WRITTEN REQUEST:
Transcribe verbatim every line from the line containing "Note: point at the woman's hand" to the end of the entries, including both endpoints. Output nothing beyond those lines.

DATA EXCERPTS:
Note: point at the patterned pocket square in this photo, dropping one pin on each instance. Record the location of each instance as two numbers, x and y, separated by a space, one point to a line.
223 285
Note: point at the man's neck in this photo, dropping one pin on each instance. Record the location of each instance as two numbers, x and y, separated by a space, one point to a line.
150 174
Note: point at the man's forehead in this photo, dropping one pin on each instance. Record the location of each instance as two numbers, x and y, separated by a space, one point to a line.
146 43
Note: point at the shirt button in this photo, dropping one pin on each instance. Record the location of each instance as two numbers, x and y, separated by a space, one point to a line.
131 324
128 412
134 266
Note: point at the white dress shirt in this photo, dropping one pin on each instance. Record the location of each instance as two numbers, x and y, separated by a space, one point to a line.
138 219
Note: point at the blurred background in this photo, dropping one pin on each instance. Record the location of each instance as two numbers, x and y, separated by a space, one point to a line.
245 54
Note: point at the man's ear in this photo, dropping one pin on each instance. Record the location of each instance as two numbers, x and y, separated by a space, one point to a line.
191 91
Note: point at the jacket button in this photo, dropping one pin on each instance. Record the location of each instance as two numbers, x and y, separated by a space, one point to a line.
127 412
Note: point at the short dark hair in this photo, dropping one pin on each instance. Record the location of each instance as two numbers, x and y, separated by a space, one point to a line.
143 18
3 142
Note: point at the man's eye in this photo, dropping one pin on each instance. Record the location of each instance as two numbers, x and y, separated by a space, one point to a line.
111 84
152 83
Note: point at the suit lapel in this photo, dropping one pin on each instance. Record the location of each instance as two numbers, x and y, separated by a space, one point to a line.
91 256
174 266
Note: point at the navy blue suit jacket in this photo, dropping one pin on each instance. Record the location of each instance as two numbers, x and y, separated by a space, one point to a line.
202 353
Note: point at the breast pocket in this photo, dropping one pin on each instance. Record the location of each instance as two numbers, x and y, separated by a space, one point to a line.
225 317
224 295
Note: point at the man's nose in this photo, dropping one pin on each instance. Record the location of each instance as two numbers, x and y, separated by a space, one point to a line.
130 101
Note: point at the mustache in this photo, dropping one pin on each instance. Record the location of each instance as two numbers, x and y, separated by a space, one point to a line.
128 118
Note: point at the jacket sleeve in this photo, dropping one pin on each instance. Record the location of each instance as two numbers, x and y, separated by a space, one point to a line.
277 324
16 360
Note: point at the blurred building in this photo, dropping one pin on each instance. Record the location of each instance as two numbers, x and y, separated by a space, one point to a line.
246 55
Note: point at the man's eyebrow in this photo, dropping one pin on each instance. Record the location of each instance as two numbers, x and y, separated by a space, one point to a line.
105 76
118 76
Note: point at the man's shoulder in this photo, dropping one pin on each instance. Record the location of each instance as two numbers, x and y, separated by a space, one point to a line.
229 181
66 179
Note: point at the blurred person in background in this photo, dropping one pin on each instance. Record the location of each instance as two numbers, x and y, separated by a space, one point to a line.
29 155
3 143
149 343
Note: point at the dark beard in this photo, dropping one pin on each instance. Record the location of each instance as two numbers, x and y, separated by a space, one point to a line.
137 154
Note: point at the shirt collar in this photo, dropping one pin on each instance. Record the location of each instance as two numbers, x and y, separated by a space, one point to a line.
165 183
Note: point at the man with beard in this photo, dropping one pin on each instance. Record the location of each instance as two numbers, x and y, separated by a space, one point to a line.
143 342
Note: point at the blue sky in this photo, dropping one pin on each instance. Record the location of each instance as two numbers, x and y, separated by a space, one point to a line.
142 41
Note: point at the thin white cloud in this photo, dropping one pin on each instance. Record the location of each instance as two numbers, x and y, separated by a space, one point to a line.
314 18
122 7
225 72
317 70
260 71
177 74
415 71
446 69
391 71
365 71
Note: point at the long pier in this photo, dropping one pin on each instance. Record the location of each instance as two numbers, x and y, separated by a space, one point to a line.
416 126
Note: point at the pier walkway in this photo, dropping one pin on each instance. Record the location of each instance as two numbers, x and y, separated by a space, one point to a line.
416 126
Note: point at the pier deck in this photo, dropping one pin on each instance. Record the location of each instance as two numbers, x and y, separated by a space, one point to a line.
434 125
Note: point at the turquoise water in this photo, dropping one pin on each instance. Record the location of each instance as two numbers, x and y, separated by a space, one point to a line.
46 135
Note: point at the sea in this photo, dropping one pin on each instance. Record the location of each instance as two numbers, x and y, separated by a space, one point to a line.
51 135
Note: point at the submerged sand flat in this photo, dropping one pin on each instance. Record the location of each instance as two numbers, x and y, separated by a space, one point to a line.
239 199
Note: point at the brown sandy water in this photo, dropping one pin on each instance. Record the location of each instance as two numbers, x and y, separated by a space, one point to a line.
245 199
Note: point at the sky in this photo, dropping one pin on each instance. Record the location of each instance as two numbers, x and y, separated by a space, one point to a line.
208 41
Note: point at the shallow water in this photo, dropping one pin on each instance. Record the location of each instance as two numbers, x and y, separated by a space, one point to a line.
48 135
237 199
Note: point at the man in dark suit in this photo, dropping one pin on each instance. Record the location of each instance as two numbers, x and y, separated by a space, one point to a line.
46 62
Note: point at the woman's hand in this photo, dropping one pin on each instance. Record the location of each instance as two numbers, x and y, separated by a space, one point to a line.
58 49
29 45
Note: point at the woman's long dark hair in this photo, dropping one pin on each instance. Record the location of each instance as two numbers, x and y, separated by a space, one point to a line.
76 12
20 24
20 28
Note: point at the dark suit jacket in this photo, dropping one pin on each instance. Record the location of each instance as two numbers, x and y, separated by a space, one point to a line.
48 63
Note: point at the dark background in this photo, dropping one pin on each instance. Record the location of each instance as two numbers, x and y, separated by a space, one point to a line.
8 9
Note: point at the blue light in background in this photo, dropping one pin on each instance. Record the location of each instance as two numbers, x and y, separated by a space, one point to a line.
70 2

TASK RESPONSE:
Note: point at the woman's hand in this photo, dropping one pin on each instance. Record the location of each instance as two numbers, x and y, separated by a space, one point to a line.
58 49
29 45
Note: point at the woman's long dark hair in this photo, dropping one pin on each instance. Record the location of each instance as two numbers, x and y, separated by a space, one point to a line.
76 12
20 24
20 28
Note: point at the dark suit jacket in this photo, dropping one pin on each instance. Record the location of each instance as two numbers, x and y, separated by a space, one point to a line.
48 63
Note: point at the dark background in this photo, dropping one pin on each instance. Record the location of each instance as two numbers, x and y, separated by a space, one point to a line.
8 9
Note: point at the blue light in background in this photo, dropping one pin on each instance. Record the location of each instance as two numbers, x and y, separated by a space, one point to a line.
70 2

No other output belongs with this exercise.